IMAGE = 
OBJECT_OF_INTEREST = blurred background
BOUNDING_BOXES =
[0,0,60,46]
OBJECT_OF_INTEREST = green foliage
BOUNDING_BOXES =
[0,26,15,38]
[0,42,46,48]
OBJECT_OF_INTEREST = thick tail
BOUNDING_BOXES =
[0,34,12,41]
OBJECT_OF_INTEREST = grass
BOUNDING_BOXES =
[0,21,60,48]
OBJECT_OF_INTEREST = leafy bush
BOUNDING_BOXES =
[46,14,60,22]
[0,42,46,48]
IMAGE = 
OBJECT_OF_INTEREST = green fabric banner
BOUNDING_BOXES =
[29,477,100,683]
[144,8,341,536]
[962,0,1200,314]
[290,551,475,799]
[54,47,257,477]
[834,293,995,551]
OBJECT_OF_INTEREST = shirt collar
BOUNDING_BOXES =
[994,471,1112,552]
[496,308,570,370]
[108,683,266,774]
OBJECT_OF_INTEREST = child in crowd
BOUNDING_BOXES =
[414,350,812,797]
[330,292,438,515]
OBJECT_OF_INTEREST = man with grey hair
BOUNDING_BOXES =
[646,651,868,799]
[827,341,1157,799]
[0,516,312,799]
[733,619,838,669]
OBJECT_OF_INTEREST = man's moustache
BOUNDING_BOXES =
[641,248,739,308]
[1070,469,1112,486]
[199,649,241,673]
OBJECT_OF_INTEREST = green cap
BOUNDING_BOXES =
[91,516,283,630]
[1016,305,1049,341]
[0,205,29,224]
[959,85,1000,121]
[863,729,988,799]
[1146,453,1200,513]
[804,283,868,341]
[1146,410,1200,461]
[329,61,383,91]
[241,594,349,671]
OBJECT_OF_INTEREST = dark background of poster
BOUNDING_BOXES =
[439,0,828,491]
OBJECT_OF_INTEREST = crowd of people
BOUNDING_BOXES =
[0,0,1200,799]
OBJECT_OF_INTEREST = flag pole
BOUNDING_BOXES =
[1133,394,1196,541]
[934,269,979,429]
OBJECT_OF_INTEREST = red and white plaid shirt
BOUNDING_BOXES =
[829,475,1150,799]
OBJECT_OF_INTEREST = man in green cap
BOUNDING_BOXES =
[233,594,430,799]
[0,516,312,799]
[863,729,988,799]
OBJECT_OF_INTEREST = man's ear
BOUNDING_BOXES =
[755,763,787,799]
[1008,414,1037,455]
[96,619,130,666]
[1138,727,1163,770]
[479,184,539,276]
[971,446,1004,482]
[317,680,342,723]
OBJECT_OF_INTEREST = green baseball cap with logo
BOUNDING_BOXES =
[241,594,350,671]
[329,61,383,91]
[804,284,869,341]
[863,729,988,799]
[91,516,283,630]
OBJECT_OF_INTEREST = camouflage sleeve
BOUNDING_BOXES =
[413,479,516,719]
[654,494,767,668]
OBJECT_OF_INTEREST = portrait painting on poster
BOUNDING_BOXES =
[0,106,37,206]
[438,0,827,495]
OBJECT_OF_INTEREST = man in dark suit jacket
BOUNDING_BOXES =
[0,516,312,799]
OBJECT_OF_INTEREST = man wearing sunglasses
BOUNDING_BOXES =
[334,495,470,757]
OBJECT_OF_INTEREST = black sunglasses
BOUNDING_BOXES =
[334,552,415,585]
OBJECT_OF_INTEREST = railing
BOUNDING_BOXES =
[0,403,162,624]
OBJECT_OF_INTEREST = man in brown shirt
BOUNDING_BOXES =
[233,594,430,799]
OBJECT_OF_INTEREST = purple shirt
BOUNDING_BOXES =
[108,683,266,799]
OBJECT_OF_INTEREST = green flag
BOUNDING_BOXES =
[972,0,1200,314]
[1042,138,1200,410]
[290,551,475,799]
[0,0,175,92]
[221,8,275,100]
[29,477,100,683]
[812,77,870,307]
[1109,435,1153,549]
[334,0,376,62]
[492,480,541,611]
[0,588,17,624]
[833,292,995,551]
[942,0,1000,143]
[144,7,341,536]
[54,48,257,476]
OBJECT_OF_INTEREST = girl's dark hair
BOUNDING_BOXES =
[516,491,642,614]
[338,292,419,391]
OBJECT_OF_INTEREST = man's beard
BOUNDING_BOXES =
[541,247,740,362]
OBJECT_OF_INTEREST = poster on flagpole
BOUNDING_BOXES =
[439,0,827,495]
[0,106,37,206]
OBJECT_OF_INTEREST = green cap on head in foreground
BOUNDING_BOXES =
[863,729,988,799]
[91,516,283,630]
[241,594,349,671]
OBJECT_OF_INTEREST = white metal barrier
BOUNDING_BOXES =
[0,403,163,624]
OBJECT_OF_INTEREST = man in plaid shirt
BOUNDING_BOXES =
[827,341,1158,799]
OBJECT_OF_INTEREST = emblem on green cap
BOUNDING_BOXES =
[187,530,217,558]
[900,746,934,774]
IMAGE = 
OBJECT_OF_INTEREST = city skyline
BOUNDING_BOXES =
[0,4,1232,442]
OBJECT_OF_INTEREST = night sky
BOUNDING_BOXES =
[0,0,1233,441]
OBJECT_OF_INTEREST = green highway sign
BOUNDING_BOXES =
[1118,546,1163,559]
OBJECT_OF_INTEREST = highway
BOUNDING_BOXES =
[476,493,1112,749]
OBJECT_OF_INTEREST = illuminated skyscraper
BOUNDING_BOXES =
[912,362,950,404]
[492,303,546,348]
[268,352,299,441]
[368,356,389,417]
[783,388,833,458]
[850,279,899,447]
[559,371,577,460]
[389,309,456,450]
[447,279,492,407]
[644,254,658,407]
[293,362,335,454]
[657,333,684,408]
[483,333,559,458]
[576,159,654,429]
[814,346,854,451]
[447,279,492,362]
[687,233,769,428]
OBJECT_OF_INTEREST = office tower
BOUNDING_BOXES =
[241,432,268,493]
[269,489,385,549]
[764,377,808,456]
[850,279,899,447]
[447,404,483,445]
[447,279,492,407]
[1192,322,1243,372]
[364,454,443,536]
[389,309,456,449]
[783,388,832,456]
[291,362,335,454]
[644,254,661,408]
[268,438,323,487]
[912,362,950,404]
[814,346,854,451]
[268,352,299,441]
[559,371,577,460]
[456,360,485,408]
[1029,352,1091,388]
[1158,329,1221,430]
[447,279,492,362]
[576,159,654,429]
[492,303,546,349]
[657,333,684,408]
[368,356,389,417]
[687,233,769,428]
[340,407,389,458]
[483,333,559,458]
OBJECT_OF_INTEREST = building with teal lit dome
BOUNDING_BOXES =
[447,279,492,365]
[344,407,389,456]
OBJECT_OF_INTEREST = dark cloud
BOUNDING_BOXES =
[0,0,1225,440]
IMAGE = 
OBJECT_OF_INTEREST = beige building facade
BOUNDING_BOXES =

==============================

Problem: Print the material above, unchanged, from its first line through the line holding "[0,0,1200,799]", inclusive.

Solution:
IMAGE = 
OBJECT_OF_INTEREST = blurred background
BOUNDING_BOXES =
[0,0,60,46]
OBJECT_OF_INTEREST = green foliage
BOUNDING_BOXES =
[0,26,15,38]
[0,42,46,48]
OBJECT_OF_INTEREST = thick tail
BOUNDING_BOXES =
[0,34,12,41]
OBJECT_OF_INTEREST = grass
BOUNDING_BOXES =
[0,21,60,48]
OBJECT_OF_INTEREST = leafy bush
BOUNDING_BOXES =
[46,14,60,22]
[0,42,46,48]
IMAGE = 
OBJECT_OF_INTEREST = green fabric banner
BOUNDING_BOXES =
[29,477,100,683]
[144,8,341,536]
[962,0,1200,314]
[290,551,475,799]
[54,47,257,477]
[834,293,995,551]
OBJECT_OF_INTEREST = shirt collar
BOUNDING_BOXES =
[994,471,1112,552]
[496,308,570,370]
[108,683,266,774]
OBJECT_OF_INTEREST = child in crowd
BOUNDING_BOXES =
[414,350,812,797]
[330,292,438,515]
OBJECT_OF_INTEREST = man with grey hair
BOUNDING_BOXES =
[646,651,868,799]
[827,341,1157,799]
[0,516,312,799]
[733,619,838,669]
OBJECT_OF_INTEREST = man's moustache
BOUNDING_BOXES =
[641,248,739,308]
[1070,469,1112,486]
[199,649,241,673]
OBJECT_OF_INTEREST = green cap
BOUNDING_BOXES =
[91,516,283,630]
[1016,305,1049,341]
[0,205,29,224]
[959,85,1000,121]
[863,729,988,799]
[1146,453,1200,513]
[804,283,868,341]
[1146,410,1200,461]
[329,61,383,91]
[241,594,349,671]
OBJECT_OF_INTEREST = dark background of poster
BOUNDING_BOXES =
[439,0,828,491]
OBJECT_OF_INTEREST = crowd of people
BOUNDING_BOXES =
[0,0,1200,799]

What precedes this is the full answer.